■ **THE PROBLEM**: Please revise everything from the start of the data down to the line containing "<point>194,34</point>", replacing "grassy roadside" with "grassy verge" and keeping the rest unchanged. Leave the pictures out of your answer.

(Position identification records)
++++

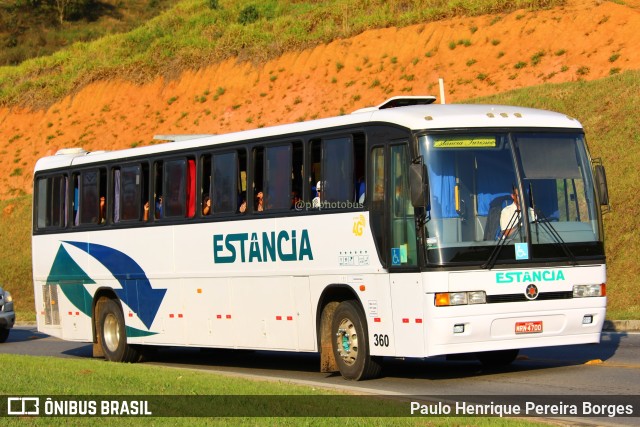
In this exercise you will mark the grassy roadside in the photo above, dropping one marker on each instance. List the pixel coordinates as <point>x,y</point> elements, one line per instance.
<point>98,378</point>
<point>194,34</point>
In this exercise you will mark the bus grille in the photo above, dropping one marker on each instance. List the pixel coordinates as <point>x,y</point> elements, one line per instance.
<point>51,306</point>
<point>543,296</point>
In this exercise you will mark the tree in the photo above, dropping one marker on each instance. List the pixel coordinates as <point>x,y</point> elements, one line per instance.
<point>61,7</point>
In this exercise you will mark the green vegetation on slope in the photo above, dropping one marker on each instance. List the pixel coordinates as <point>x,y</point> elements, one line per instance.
<point>196,33</point>
<point>15,254</point>
<point>33,28</point>
<point>607,109</point>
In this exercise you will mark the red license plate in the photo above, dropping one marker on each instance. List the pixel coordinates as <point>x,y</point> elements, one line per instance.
<point>529,327</point>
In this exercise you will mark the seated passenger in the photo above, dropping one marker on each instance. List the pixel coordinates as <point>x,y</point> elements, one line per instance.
<point>317,201</point>
<point>206,205</point>
<point>510,216</point>
<point>259,207</point>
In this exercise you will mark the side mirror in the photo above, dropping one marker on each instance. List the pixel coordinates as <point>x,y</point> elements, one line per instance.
<point>419,184</point>
<point>601,185</point>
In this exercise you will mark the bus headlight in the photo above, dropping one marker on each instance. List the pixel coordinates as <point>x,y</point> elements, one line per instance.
<point>446,299</point>
<point>583,291</point>
<point>477,297</point>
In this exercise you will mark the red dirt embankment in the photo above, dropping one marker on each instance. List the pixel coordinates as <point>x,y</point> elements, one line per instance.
<point>586,40</point>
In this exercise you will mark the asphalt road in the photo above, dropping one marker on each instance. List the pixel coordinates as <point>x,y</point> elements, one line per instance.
<point>606,369</point>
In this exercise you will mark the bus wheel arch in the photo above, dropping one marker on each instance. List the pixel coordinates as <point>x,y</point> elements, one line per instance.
<point>110,331</point>
<point>343,335</point>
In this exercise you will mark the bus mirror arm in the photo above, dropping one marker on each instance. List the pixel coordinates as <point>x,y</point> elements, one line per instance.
<point>601,184</point>
<point>419,185</point>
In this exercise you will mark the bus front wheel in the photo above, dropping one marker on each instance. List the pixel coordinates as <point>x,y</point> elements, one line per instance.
<point>351,343</point>
<point>112,334</point>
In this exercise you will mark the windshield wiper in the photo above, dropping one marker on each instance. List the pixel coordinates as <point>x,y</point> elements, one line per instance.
<point>502,241</point>
<point>542,219</point>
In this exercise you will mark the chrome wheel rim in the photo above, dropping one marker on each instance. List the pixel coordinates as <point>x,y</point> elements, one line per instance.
<point>111,332</point>
<point>347,340</point>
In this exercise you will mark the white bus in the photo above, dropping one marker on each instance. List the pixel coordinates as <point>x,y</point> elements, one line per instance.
<point>369,235</point>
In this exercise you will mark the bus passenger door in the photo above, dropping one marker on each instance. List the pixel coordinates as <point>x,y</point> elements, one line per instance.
<point>405,280</point>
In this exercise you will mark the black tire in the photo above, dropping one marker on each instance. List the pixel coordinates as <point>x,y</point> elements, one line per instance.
<point>112,334</point>
<point>494,359</point>
<point>350,342</point>
<point>4,334</point>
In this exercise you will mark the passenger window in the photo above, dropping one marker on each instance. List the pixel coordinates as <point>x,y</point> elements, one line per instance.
<point>337,172</point>
<point>402,226</point>
<point>175,189</point>
<point>51,202</point>
<point>273,177</point>
<point>277,189</point>
<point>128,185</point>
<point>225,183</point>
<point>90,197</point>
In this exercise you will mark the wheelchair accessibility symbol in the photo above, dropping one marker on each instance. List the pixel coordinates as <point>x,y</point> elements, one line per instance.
<point>395,256</point>
<point>522,251</point>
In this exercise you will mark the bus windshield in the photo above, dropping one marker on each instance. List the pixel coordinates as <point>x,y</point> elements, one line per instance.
<point>476,202</point>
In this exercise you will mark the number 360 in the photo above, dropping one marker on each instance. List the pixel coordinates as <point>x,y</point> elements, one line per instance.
<point>380,340</point>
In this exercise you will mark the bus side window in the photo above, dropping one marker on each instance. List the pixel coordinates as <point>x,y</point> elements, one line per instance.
<point>206,205</point>
<point>130,188</point>
<point>51,202</point>
<point>336,175</point>
<point>91,201</point>
<point>224,182</point>
<point>177,198</point>
<point>277,173</point>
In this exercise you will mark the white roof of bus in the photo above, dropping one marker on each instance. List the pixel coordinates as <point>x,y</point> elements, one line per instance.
<point>415,117</point>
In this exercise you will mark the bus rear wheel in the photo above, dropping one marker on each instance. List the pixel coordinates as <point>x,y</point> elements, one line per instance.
<point>112,334</point>
<point>497,358</point>
<point>351,343</point>
<point>4,334</point>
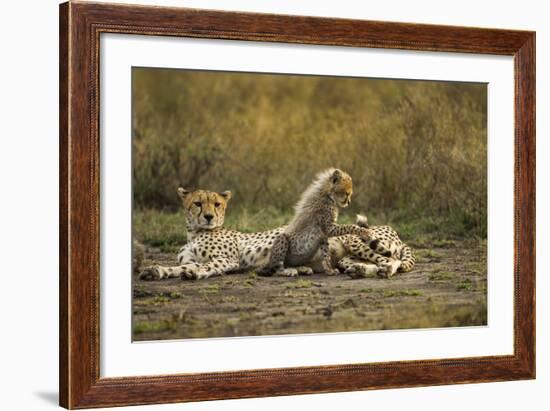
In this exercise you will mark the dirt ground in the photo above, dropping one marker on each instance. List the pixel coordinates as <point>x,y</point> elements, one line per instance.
<point>447,288</point>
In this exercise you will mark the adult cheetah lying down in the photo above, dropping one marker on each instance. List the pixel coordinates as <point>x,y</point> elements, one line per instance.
<point>385,254</point>
<point>213,250</point>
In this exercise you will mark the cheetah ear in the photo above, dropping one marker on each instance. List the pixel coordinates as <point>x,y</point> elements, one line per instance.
<point>182,192</point>
<point>226,195</point>
<point>336,176</point>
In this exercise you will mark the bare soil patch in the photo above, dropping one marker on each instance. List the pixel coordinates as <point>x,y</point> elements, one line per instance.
<point>447,288</point>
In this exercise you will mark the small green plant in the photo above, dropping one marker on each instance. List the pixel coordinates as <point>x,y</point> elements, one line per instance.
<point>441,276</point>
<point>298,284</point>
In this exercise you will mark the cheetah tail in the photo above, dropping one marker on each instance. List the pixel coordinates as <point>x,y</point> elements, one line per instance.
<point>407,259</point>
<point>362,221</point>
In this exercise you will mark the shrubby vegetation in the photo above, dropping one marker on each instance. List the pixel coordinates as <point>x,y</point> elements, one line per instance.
<point>417,150</point>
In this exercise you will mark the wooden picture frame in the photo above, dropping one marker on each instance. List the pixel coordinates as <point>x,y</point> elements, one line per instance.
<point>80,27</point>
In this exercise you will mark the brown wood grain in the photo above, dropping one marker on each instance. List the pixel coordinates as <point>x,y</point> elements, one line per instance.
<point>80,27</point>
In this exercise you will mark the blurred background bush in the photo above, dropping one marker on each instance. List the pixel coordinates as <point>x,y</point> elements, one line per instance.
<point>417,150</point>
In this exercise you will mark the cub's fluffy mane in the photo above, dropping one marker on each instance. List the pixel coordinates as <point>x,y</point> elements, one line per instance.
<point>316,191</point>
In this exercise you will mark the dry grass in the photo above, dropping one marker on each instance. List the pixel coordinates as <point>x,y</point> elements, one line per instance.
<point>415,149</point>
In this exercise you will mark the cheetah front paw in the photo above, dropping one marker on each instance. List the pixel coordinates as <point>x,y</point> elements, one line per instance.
<point>386,269</point>
<point>190,273</point>
<point>151,273</point>
<point>304,270</point>
<point>332,271</point>
<point>362,271</point>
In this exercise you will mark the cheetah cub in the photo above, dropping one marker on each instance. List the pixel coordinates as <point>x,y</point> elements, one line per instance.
<point>314,222</point>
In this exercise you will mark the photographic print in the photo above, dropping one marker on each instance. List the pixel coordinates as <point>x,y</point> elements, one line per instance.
<point>275,204</point>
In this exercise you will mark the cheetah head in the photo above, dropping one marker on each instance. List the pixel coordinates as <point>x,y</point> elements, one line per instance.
<point>204,210</point>
<point>383,247</point>
<point>341,188</point>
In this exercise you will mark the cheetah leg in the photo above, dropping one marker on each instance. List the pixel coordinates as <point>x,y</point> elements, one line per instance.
<point>357,268</point>
<point>326,260</point>
<point>217,266</point>
<point>277,258</point>
<point>158,272</point>
<point>407,259</point>
<point>304,270</point>
<point>387,267</point>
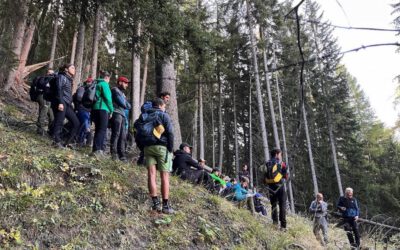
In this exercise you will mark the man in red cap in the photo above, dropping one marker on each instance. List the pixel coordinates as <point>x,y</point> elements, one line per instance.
<point>118,120</point>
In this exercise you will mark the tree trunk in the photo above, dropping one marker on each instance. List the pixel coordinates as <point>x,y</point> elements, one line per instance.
<point>213,130</point>
<point>285,151</point>
<point>135,97</point>
<point>328,116</point>
<point>96,38</point>
<point>73,50</point>
<point>80,46</point>
<point>201,122</point>
<point>195,125</point>
<point>258,87</point>
<point>145,69</point>
<point>250,140</point>
<point>166,81</point>
<point>267,81</point>
<point>237,167</point>
<point>310,154</point>
<point>54,39</point>
<point>220,121</point>
<point>29,32</point>
<point>16,44</point>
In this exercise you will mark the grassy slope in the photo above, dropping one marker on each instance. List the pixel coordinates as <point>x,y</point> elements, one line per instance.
<point>64,199</point>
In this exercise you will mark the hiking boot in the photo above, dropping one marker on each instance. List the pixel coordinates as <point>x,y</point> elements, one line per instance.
<point>114,157</point>
<point>58,145</point>
<point>156,206</point>
<point>123,159</point>
<point>99,154</point>
<point>168,210</point>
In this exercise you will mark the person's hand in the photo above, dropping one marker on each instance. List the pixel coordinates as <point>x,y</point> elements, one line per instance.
<point>61,107</point>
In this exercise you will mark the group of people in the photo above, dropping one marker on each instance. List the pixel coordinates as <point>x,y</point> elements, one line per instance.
<point>155,138</point>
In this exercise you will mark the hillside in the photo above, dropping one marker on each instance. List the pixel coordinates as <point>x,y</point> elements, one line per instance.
<point>64,199</point>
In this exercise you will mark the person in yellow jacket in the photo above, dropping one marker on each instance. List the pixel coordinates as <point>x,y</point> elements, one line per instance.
<point>101,112</point>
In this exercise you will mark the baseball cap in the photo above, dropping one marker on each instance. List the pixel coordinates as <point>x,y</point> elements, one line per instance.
<point>184,145</point>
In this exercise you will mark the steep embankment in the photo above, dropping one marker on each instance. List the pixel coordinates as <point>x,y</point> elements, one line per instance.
<point>64,199</point>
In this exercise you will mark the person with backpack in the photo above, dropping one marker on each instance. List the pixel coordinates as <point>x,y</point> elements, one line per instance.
<point>275,177</point>
<point>154,132</point>
<point>165,96</point>
<point>61,105</point>
<point>83,113</point>
<point>101,112</point>
<point>187,167</point>
<point>36,93</point>
<point>348,206</point>
<point>119,118</point>
<point>319,210</point>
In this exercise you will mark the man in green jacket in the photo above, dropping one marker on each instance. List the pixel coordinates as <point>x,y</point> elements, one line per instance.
<point>101,112</point>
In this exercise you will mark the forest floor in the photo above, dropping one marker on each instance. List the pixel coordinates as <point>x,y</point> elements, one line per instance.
<point>65,199</point>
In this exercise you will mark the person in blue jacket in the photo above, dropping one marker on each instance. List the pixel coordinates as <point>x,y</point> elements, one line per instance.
<point>118,120</point>
<point>350,210</point>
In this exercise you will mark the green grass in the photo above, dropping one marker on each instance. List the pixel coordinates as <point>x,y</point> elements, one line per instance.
<point>64,199</point>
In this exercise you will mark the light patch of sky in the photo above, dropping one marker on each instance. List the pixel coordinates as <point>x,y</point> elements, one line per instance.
<point>374,68</point>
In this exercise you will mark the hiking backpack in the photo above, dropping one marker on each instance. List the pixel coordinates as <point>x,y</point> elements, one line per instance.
<point>89,97</point>
<point>273,175</point>
<point>41,85</point>
<point>144,129</point>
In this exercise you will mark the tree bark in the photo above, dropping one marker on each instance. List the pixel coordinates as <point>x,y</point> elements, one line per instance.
<point>96,38</point>
<point>73,49</point>
<point>201,122</point>
<point>29,32</point>
<point>258,86</point>
<point>166,81</point>
<point>16,43</point>
<point>310,154</point>
<point>145,69</point>
<point>135,97</point>
<point>250,140</point>
<point>195,124</point>
<point>285,151</point>
<point>267,81</point>
<point>80,46</point>
<point>237,167</point>
<point>213,130</point>
<point>54,39</point>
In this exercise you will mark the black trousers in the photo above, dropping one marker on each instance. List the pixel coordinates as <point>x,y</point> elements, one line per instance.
<point>278,196</point>
<point>118,135</point>
<point>58,124</point>
<point>196,176</point>
<point>100,119</point>
<point>353,234</point>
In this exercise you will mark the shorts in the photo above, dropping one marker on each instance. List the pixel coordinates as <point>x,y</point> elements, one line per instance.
<point>158,155</point>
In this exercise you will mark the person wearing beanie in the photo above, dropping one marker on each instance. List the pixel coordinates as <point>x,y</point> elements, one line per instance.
<point>119,118</point>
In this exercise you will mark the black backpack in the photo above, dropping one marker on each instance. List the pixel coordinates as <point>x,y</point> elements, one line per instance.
<point>89,97</point>
<point>41,85</point>
<point>48,85</point>
<point>144,129</point>
<point>273,175</point>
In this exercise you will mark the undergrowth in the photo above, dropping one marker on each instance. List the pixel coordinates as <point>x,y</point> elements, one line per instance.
<point>64,199</point>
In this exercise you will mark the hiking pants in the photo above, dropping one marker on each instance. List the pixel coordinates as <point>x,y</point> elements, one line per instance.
<point>44,112</point>
<point>84,131</point>
<point>118,135</point>
<point>320,223</point>
<point>100,119</point>
<point>351,228</point>
<point>59,117</point>
<point>278,197</point>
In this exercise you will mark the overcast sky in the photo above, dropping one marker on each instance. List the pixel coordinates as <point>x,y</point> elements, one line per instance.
<point>374,68</point>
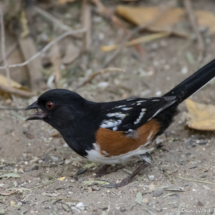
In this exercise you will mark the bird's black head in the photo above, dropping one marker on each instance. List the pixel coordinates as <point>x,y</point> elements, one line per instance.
<point>57,107</point>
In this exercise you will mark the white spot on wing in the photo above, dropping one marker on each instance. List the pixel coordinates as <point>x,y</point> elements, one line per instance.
<point>117,114</point>
<point>150,135</point>
<point>110,123</point>
<point>140,116</point>
<point>120,106</point>
<point>127,108</point>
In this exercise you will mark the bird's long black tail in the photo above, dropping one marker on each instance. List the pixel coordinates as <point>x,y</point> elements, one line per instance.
<point>193,83</point>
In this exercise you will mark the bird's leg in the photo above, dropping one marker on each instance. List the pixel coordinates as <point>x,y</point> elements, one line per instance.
<point>128,179</point>
<point>146,161</point>
<point>102,170</point>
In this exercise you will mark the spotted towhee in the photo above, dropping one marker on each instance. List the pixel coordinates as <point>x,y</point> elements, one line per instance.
<point>114,132</point>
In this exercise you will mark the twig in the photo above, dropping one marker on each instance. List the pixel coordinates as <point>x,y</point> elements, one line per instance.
<point>28,48</point>
<point>102,9</point>
<point>15,91</point>
<point>86,23</point>
<point>72,32</point>
<point>52,19</point>
<point>194,23</point>
<point>3,47</point>
<point>103,71</point>
<point>205,182</point>
<point>132,33</point>
<point>10,52</point>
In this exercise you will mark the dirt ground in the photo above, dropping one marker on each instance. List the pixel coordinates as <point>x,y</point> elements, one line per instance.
<point>48,183</point>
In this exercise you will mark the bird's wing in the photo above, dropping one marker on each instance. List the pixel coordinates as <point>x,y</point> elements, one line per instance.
<point>128,115</point>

++++

■ **PROBLEM SOLUTION**:
In this exercise you will mark the grassy verge in the photo above, dropping one marker on each instance. List the pixel coordinates as <point>x,y</point> elements, one line per instance.
<point>98,378</point>
<point>194,34</point>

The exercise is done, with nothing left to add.